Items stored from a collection
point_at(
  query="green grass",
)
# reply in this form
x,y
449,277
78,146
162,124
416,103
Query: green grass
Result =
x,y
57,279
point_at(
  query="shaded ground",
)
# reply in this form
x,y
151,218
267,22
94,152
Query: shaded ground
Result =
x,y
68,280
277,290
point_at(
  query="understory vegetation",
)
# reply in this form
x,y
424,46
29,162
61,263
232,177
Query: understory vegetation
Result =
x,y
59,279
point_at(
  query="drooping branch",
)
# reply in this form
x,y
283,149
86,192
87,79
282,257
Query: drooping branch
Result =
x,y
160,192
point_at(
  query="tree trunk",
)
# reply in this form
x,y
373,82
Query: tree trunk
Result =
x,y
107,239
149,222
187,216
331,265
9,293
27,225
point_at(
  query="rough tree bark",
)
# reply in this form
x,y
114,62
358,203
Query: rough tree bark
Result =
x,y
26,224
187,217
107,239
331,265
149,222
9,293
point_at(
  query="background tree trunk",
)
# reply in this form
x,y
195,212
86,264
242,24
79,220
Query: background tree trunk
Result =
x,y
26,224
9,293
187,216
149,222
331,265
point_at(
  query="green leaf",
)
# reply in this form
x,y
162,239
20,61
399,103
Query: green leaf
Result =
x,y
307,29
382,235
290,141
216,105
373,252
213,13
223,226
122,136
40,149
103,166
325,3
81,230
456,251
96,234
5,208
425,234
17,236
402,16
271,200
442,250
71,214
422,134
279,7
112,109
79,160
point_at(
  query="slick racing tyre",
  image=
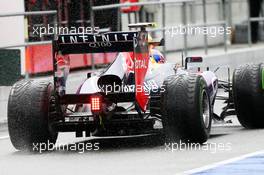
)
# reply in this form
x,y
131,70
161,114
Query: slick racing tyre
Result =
x,y
248,95
186,109
28,113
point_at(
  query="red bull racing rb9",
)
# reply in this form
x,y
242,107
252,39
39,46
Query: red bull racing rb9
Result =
x,y
139,93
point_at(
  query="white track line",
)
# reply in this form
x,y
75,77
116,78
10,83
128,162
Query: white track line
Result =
x,y
4,137
217,164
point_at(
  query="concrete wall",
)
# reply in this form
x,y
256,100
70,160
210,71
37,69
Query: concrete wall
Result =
x,y
12,30
195,16
4,93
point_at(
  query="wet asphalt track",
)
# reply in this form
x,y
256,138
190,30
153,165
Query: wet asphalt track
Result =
x,y
137,155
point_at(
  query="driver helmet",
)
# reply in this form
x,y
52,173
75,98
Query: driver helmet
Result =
x,y
156,56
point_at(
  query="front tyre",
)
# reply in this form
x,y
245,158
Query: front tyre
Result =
x,y
248,95
186,108
28,114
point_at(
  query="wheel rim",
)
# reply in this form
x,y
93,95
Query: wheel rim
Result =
x,y
205,109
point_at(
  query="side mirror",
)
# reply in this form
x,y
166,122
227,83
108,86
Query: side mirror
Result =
x,y
162,42
158,43
192,60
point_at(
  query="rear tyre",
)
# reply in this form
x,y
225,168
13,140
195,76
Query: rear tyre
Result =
x,y
248,95
186,109
28,115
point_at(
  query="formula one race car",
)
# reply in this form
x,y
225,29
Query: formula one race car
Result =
x,y
132,96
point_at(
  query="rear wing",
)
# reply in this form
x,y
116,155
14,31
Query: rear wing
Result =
x,y
99,43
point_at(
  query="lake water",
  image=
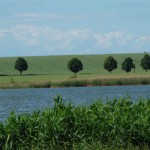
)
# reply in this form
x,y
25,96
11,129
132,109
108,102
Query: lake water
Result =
x,y
29,100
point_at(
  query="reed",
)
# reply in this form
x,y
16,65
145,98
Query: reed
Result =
x,y
103,81
115,124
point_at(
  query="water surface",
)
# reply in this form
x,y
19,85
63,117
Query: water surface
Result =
x,y
29,100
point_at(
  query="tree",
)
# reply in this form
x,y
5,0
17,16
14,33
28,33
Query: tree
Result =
x,y
127,64
110,64
75,65
145,62
21,65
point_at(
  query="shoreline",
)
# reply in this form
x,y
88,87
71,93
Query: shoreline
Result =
x,y
108,81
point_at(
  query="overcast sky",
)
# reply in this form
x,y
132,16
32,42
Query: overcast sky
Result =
x,y
62,27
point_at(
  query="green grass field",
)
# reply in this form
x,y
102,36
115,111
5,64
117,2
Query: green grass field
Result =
x,y
54,68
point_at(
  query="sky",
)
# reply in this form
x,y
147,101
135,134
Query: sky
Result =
x,y
68,27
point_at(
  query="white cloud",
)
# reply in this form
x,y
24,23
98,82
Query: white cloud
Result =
x,y
72,41
117,38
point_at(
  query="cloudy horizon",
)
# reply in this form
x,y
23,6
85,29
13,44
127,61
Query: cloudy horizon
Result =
x,y
78,27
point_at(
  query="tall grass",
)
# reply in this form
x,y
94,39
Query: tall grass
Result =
x,y
104,81
115,124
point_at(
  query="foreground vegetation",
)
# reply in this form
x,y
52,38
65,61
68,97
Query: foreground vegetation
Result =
x,y
115,124
80,82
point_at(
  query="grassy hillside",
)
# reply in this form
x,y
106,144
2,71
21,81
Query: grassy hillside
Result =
x,y
49,68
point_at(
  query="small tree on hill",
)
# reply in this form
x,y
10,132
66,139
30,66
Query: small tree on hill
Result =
x,y
127,64
110,64
145,62
21,65
75,65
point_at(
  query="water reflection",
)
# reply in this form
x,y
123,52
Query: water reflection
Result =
x,y
29,100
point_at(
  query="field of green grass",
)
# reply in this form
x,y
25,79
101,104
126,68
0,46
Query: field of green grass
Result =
x,y
54,68
118,124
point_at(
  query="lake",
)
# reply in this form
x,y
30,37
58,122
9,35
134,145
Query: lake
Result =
x,y
29,100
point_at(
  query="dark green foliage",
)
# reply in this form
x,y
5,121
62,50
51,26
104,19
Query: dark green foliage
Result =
x,y
145,62
75,65
21,65
127,64
110,64
115,124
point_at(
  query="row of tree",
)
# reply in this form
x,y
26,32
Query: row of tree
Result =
x,y
75,65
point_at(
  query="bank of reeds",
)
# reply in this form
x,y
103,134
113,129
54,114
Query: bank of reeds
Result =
x,y
109,81
115,124
102,81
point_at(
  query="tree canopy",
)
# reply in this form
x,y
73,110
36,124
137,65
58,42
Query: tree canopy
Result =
x,y
110,64
21,65
127,64
75,65
145,62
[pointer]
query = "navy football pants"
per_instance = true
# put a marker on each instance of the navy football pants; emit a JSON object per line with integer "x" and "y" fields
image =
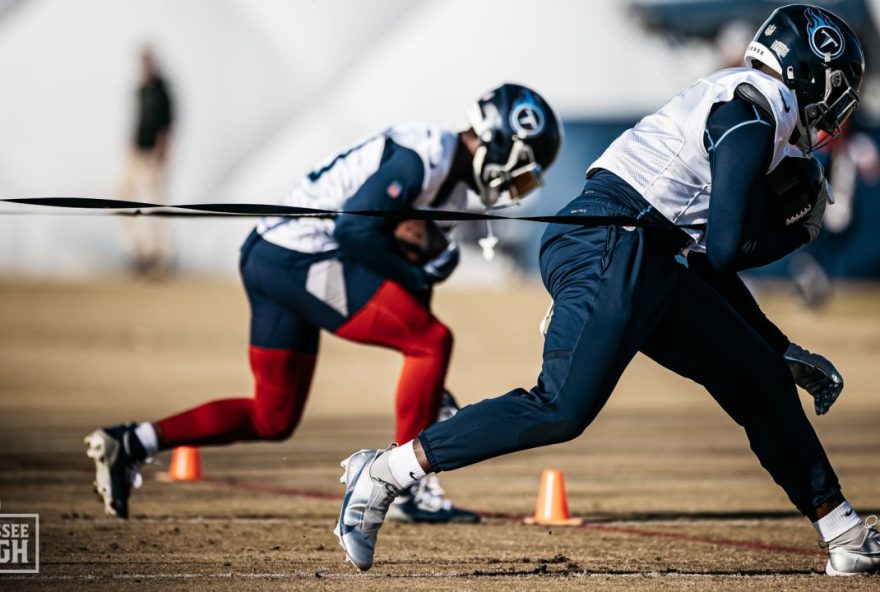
{"x": 617, "y": 292}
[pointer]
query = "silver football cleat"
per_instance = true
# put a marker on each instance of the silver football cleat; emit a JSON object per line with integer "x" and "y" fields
{"x": 364, "y": 507}
{"x": 855, "y": 552}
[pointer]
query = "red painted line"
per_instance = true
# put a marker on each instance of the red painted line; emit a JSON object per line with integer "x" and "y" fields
{"x": 510, "y": 517}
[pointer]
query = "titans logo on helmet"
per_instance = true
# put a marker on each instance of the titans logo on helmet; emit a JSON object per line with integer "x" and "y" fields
{"x": 825, "y": 37}
{"x": 526, "y": 117}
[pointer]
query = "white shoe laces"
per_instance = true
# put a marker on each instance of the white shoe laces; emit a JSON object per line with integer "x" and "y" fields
{"x": 430, "y": 495}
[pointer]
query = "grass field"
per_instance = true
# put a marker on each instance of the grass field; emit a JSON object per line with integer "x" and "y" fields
{"x": 672, "y": 495}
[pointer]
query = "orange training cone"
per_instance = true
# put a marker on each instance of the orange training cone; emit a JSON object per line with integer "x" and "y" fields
{"x": 551, "y": 508}
{"x": 185, "y": 464}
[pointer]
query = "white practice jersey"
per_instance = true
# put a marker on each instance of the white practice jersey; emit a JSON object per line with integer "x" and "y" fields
{"x": 331, "y": 184}
{"x": 664, "y": 158}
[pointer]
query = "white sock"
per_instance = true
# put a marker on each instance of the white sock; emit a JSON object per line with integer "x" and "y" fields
{"x": 837, "y": 522}
{"x": 404, "y": 465}
{"x": 146, "y": 433}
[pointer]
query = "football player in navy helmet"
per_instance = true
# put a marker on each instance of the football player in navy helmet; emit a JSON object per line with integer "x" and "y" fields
{"x": 350, "y": 276}
{"x": 689, "y": 178}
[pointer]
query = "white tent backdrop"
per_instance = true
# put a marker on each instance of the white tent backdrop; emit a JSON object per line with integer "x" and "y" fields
{"x": 266, "y": 88}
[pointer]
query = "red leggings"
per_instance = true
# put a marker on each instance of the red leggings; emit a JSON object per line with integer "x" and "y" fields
{"x": 392, "y": 318}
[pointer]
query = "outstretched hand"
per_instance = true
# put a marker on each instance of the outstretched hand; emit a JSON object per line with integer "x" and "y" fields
{"x": 816, "y": 375}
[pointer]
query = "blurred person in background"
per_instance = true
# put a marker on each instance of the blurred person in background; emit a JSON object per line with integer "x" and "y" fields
{"x": 850, "y": 160}
{"x": 356, "y": 277}
{"x": 146, "y": 171}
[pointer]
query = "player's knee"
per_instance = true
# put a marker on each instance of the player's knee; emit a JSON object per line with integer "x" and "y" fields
{"x": 558, "y": 420}
{"x": 434, "y": 340}
{"x": 276, "y": 430}
{"x": 275, "y": 424}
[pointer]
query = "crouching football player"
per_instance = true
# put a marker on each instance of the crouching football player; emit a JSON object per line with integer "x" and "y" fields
{"x": 361, "y": 278}
{"x": 691, "y": 176}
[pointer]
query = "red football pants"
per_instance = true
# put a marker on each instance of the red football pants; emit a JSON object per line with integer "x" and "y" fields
{"x": 392, "y": 318}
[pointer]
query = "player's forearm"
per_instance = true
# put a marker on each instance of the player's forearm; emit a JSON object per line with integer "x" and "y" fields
{"x": 769, "y": 245}
{"x": 740, "y": 146}
{"x": 363, "y": 240}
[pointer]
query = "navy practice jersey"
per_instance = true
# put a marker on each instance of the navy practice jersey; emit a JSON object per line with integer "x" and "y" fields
{"x": 401, "y": 167}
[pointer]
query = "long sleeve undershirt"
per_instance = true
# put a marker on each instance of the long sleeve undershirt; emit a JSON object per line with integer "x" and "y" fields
{"x": 739, "y": 138}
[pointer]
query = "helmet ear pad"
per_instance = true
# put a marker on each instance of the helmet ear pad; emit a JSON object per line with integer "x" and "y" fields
{"x": 518, "y": 133}
{"x": 819, "y": 58}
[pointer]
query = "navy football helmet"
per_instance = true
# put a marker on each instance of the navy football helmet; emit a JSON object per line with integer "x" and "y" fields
{"x": 820, "y": 59}
{"x": 519, "y": 137}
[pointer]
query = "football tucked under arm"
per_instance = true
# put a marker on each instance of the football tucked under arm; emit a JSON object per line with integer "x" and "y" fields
{"x": 793, "y": 190}
{"x": 420, "y": 241}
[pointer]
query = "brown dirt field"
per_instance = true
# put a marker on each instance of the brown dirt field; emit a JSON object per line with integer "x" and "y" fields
{"x": 673, "y": 497}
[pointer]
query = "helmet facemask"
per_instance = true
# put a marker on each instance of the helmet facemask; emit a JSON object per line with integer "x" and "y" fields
{"x": 499, "y": 184}
{"x": 820, "y": 59}
{"x": 831, "y": 113}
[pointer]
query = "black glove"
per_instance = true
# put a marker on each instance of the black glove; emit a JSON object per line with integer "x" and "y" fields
{"x": 816, "y": 375}
{"x": 441, "y": 267}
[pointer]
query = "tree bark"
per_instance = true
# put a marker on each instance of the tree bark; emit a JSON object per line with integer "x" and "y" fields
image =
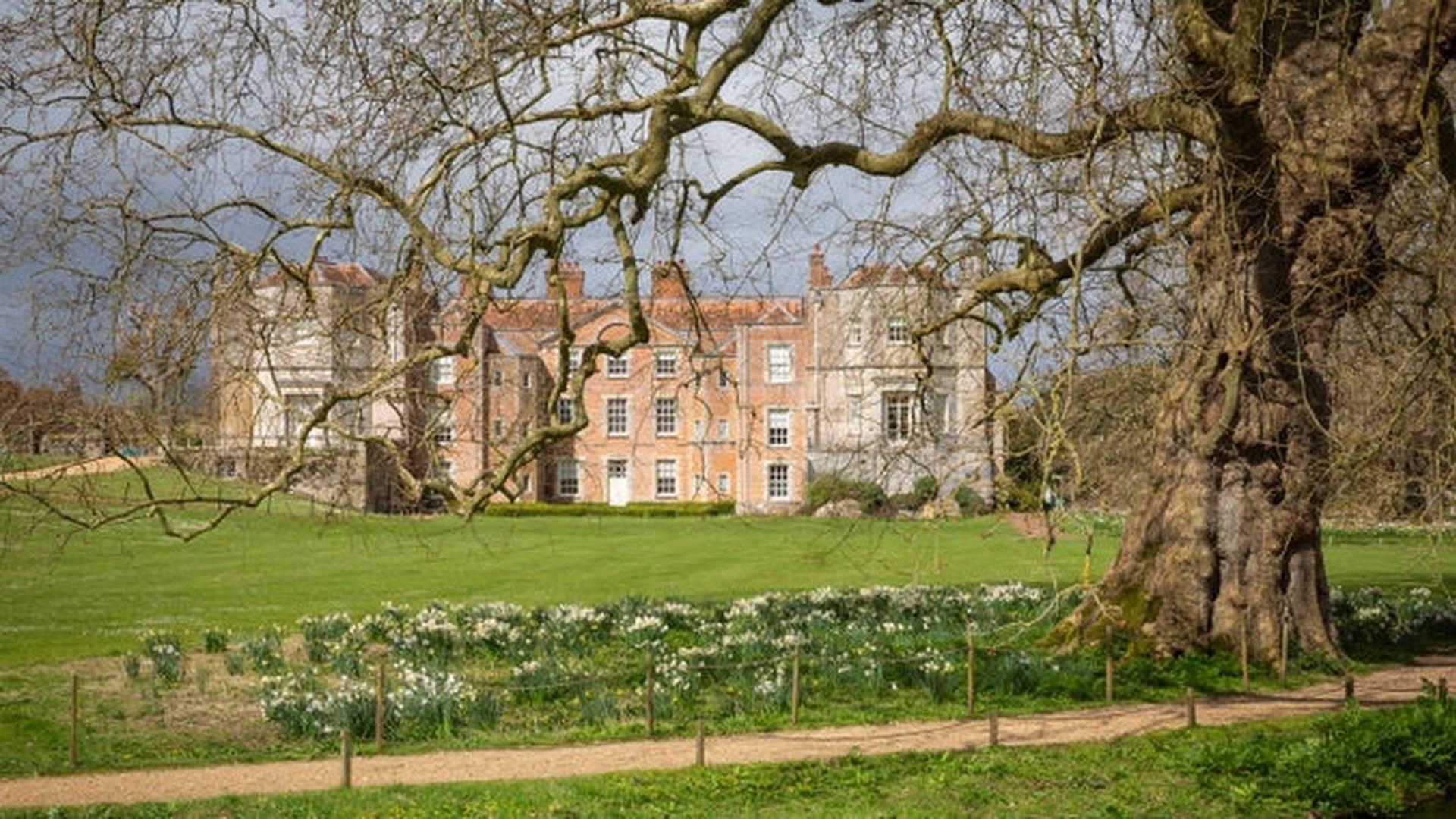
{"x": 1228, "y": 529}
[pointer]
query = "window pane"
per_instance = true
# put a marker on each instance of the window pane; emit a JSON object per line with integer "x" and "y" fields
{"x": 617, "y": 416}
{"x": 897, "y": 416}
{"x": 781, "y": 363}
{"x": 667, "y": 479}
{"x": 666, "y": 416}
{"x": 778, "y": 482}
{"x": 778, "y": 428}
{"x": 566, "y": 483}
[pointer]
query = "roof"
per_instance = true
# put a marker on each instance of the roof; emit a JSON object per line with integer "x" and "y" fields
{"x": 327, "y": 273}
{"x": 881, "y": 275}
{"x": 679, "y": 314}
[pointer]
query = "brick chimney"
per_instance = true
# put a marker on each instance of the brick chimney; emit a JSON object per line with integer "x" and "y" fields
{"x": 571, "y": 279}
{"x": 670, "y": 280}
{"x": 820, "y": 278}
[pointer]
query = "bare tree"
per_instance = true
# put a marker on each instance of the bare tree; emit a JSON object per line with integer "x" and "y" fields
{"x": 1075, "y": 145}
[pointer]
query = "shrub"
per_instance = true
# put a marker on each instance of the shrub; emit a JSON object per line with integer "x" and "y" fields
{"x": 321, "y": 632}
{"x": 835, "y": 487}
{"x": 235, "y": 664}
{"x": 970, "y": 502}
{"x": 215, "y": 642}
{"x": 165, "y": 651}
{"x": 264, "y": 651}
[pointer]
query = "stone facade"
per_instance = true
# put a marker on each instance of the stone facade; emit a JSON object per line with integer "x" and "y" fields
{"x": 731, "y": 398}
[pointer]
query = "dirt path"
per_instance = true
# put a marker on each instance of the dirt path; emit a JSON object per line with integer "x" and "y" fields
{"x": 91, "y": 466}
{"x": 1379, "y": 689}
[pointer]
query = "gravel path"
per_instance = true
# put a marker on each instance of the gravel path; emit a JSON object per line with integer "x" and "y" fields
{"x": 1379, "y": 689}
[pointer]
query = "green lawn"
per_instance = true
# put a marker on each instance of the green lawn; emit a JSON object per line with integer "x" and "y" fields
{"x": 1357, "y": 763}
{"x": 67, "y": 594}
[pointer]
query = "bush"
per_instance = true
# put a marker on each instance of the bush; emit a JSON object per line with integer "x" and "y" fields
{"x": 165, "y": 651}
{"x": 1357, "y": 763}
{"x": 924, "y": 493}
{"x": 835, "y": 487}
{"x": 215, "y": 642}
{"x": 970, "y": 502}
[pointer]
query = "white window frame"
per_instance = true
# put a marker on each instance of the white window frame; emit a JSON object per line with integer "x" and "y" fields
{"x": 664, "y": 423}
{"x": 769, "y": 483}
{"x": 612, "y": 420}
{"x": 786, "y": 428}
{"x": 897, "y": 331}
{"x": 564, "y": 474}
{"x": 441, "y": 371}
{"x": 899, "y": 406}
{"x": 781, "y": 372}
{"x": 658, "y": 477}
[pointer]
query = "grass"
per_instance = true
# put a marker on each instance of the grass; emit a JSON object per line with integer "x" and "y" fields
{"x": 67, "y": 594}
{"x": 1254, "y": 770}
{"x": 24, "y": 461}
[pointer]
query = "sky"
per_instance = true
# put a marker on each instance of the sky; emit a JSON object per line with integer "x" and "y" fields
{"x": 756, "y": 241}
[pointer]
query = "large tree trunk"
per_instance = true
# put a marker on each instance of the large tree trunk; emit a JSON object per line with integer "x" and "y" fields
{"x": 1226, "y": 534}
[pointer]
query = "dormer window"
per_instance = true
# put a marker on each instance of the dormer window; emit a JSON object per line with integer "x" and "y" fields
{"x": 899, "y": 331}
{"x": 781, "y": 363}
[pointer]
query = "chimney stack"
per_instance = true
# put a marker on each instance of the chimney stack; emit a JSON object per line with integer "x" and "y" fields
{"x": 670, "y": 280}
{"x": 820, "y": 278}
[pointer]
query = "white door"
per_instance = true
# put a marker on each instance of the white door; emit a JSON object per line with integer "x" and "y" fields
{"x": 618, "y": 483}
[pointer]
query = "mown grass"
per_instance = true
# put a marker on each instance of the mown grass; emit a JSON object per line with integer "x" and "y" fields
{"x": 69, "y": 594}
{"x": 24, "y": 461}
{"x": 1366, "y": 763}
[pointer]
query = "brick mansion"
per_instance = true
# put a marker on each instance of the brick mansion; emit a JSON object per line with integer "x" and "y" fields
{"x": 731, "y": 398}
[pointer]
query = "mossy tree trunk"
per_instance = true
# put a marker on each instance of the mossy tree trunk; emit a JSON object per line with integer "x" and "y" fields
{"x": 1310, "y": 146}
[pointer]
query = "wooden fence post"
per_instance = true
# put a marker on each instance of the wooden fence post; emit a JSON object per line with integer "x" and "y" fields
{"x": 379, "y": 708}
{"x": 794, "y": 713}
{"x": 1107, "y": 672}
{"x": 651, "y": 706}
{"x": 1283, "y": 651}
{"x": 970, "y": 670}
{"x": 76, "y": 719}
{"x": 347, "y": 755}
{"x": 1244, "y": 649}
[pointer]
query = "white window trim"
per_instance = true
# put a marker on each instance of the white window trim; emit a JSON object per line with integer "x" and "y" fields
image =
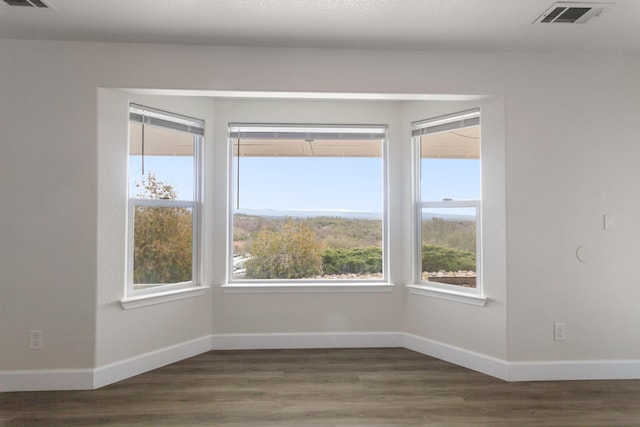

* WHAT THE TASK REQUIRES *
Please extract every line above that contains the word "horizon" and copy each one in full.

* WRITTEN ANSWER *
  query="cloudy horizon",
Query: cloudy horizon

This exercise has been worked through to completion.